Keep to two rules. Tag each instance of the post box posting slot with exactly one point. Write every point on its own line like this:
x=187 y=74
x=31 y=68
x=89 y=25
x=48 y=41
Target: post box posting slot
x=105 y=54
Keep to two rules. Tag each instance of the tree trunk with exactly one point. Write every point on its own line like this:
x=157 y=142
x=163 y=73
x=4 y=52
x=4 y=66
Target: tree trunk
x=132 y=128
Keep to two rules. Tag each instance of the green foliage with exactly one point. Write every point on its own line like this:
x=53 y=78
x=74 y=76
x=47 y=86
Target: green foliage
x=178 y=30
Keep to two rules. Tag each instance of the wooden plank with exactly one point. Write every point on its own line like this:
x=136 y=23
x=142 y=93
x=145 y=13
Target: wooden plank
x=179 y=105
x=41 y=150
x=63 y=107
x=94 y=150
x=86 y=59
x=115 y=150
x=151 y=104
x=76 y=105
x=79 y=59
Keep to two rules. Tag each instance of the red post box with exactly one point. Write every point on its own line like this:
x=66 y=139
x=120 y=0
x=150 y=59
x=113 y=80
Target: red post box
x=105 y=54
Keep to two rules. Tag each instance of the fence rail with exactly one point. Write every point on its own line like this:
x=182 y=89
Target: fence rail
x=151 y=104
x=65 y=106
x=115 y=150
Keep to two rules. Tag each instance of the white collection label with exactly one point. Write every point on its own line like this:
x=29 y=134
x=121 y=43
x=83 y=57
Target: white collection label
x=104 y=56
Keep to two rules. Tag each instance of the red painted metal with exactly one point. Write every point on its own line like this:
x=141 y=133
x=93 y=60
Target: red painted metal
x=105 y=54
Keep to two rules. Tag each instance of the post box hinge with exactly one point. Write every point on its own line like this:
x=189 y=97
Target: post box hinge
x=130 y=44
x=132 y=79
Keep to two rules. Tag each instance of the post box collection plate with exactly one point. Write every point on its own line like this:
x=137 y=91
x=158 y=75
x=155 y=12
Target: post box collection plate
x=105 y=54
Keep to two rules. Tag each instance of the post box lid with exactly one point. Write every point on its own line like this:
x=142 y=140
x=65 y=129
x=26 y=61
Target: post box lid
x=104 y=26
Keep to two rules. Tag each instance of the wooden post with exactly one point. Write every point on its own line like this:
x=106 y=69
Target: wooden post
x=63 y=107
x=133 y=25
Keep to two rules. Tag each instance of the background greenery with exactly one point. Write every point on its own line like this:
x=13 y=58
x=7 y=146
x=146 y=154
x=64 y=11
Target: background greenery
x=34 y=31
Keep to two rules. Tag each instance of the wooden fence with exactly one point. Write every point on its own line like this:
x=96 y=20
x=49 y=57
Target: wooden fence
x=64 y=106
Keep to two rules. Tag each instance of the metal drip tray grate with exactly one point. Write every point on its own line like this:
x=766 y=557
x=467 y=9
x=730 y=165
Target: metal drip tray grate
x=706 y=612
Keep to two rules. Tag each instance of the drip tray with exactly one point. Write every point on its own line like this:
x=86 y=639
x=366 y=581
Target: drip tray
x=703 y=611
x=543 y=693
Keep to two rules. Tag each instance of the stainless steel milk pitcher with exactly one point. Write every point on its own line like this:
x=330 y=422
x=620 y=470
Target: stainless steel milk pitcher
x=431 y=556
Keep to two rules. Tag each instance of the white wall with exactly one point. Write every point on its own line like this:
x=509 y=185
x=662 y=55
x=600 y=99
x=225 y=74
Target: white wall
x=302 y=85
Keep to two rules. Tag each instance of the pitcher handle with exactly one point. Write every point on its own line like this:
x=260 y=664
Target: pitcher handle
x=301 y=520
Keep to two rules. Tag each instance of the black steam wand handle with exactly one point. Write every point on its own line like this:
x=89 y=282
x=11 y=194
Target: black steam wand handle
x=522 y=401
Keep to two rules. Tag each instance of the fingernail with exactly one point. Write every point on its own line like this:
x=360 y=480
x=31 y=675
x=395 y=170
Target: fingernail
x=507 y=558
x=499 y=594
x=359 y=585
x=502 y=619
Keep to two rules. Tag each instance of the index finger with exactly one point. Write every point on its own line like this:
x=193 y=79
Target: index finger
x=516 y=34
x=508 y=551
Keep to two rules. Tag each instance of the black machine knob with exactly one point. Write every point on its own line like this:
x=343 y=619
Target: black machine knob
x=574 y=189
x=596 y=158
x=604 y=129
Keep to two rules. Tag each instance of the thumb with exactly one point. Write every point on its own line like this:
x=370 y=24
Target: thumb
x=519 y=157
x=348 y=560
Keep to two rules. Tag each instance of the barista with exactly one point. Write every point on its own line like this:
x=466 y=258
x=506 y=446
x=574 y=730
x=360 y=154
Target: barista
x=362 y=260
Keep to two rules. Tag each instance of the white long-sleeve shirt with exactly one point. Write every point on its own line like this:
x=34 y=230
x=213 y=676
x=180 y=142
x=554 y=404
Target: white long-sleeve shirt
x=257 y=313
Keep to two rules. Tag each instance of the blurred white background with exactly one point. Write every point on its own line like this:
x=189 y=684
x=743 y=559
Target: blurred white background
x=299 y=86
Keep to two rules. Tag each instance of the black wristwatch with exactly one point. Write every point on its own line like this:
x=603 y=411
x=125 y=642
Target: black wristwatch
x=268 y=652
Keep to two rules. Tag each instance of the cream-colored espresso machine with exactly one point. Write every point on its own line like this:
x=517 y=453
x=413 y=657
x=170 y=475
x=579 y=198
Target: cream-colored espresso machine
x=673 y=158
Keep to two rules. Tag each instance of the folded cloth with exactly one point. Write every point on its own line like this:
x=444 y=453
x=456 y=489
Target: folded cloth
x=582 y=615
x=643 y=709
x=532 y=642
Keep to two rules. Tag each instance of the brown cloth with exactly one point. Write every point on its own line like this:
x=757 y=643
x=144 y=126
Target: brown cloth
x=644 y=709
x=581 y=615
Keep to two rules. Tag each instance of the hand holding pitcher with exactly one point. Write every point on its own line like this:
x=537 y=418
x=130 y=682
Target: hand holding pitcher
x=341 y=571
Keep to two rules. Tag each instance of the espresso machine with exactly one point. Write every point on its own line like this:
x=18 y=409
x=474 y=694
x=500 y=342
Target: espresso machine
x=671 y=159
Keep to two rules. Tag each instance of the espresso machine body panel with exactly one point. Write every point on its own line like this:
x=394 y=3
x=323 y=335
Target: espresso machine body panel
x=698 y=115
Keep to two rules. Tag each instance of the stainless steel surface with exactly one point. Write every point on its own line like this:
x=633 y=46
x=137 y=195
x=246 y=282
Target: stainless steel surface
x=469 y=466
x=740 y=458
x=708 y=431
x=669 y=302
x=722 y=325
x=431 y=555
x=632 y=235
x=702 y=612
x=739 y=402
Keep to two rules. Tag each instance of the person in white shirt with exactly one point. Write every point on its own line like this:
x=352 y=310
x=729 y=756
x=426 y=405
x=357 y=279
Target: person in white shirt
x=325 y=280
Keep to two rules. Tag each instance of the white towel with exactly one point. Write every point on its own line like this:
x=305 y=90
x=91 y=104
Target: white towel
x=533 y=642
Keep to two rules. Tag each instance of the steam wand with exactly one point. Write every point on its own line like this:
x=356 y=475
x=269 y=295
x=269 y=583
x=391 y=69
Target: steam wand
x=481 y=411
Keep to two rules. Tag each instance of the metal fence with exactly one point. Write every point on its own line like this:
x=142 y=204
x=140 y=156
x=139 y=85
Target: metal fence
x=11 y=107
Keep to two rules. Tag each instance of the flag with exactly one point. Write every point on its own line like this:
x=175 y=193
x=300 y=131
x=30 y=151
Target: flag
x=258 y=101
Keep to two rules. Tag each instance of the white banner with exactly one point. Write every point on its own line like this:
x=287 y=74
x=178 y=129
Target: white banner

□ □ □ □ □

For the word "banner", find all matching lines in the entries above and copy them out.

■ **Output below**
Keep to two rules. Tag each instance of the white banner with exactly one point. Write every point on its own line like this:
Target: white banner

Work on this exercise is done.